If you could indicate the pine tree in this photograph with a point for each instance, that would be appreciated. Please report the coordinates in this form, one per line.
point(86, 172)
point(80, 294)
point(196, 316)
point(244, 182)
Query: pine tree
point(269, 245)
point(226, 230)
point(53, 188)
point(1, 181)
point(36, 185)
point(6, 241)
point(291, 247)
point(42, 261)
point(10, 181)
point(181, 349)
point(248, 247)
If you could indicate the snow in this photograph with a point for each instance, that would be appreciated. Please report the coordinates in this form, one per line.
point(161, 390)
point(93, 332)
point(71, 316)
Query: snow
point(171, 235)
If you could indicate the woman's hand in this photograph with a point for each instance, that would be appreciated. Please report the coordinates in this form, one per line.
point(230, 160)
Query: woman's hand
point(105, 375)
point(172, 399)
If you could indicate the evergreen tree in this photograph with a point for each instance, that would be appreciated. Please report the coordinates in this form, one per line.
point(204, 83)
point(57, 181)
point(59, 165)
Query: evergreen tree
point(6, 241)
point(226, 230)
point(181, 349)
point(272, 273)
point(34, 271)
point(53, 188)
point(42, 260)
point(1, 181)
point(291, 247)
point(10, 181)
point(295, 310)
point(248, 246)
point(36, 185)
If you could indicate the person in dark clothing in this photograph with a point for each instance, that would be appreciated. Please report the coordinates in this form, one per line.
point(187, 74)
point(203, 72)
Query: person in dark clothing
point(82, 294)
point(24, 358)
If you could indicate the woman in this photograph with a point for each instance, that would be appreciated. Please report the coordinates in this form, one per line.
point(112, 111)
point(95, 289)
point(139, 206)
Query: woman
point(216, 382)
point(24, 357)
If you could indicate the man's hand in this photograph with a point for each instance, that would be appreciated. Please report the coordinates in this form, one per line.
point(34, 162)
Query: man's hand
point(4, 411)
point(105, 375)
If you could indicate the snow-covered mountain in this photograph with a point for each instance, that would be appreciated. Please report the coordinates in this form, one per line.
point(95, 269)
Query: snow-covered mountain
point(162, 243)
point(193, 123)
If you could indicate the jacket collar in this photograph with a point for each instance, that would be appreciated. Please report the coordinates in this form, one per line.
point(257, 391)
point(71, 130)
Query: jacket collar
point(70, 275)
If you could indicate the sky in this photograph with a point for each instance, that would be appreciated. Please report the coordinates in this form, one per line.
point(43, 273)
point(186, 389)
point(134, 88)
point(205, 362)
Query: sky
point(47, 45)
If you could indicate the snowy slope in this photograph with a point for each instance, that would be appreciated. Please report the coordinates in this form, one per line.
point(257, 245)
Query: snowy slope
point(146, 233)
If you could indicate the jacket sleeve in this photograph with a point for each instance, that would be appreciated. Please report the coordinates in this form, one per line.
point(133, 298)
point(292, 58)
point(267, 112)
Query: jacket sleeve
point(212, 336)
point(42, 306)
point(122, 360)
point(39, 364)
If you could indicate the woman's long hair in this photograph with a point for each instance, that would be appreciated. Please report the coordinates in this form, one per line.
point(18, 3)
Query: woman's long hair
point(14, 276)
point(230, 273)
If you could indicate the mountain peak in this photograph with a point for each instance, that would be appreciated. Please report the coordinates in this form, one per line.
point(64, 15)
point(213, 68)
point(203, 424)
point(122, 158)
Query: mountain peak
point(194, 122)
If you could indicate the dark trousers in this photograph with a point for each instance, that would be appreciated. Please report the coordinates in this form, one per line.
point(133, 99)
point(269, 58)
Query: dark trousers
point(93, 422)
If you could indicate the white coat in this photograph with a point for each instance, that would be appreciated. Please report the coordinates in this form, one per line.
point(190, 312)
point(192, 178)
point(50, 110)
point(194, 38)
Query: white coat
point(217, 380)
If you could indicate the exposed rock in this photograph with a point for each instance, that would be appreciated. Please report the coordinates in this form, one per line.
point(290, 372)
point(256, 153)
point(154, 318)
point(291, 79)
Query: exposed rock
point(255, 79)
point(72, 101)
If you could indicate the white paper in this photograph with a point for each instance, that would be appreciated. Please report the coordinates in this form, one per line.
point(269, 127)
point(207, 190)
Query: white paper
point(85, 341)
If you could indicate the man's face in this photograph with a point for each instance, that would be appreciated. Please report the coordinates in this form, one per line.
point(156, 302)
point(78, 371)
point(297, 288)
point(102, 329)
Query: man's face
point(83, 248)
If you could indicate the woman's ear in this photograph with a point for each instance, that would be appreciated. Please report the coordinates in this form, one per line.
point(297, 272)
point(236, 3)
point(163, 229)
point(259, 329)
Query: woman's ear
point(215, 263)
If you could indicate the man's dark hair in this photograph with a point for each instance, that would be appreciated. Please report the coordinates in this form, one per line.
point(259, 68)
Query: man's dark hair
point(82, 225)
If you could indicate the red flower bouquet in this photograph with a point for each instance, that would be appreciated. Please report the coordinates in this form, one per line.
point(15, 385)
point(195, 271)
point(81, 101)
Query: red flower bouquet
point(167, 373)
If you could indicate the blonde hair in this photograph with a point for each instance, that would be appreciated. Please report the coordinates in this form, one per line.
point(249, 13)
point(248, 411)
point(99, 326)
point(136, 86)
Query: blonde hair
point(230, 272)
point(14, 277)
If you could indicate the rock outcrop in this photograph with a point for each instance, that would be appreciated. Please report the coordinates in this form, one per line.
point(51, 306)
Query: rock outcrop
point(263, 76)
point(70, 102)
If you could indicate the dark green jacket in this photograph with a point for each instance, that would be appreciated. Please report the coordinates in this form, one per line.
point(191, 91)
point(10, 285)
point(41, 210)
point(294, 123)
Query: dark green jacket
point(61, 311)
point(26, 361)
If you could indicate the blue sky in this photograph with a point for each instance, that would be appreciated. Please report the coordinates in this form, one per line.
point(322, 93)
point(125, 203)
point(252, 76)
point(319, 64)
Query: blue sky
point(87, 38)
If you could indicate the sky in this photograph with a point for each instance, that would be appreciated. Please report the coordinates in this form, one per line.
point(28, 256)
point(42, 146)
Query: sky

# Exercise aim:
Copy the records exactly, from the line containing "If you could indicate the man's hand" through the line containing "point(39, 364)", including both of those lines.

# Result below:
If you could indicate the man's hand in this photograph with a point for each instance, that would be appreciated. Please report the coordinates in this form, one per line.
point(34, 162)
Query: man's hand
point(4, 411)
point(105, 375)
If you could indicate the snow-covered mountain in this photograph with a point for each instance, that would be appreciated. Please report the coordinates in this form, one per line.
point(95, 269)
Query: snow-covered mountain
point(162, 243)
point(193, 123)
If you could indicate the jacket collar in this photograph with a point for each instance, that would be appreciated. Please report the coordinates in this form, one per line.
point(257, 391)
point(71, 130)
Query: jacket collar
point(70, 275)
If you could indicate the sky in this photograph with a point for each instance, that would be appreciated. Please report the coordinates in this form, one per line.
point(43, 273)
point(186, 389)
point(134, 88)
point(205, 362)
Query: sky
point(47, 45)
If you could indicate the snowy slope in this photograph with a point for each instance, that would be appreciated. Please report the coordinates in this form, one per line.
point(257, 245)
Query: snowy slope
point(146, 233)
If you could indicate the jacket sleeve in this photograph with a point for each instance, that would be appreciated. Please report the coordinates in this form, one per line.
point(133, 298)
point(292, 58)
point(267, 112)
Query: jacket sleeve
point(212, 336)
point(42, 306)
point(122, 360)
point(39, 364)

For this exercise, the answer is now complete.